§ **TASK TO CARRY OUT**:
Repeat each line of the records below, word for word and unchanged.

(Detection examples)
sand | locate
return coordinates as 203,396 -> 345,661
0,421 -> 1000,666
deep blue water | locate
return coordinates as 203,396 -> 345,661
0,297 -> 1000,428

§ **FULL ANSWER**:
sand | locate
return coordinates as 203,396 -> 345,661
0,421 -> 1000,666
deep blue water | locate
return coordinates as 203,396 -> 345,661
0,297 -> 1000,428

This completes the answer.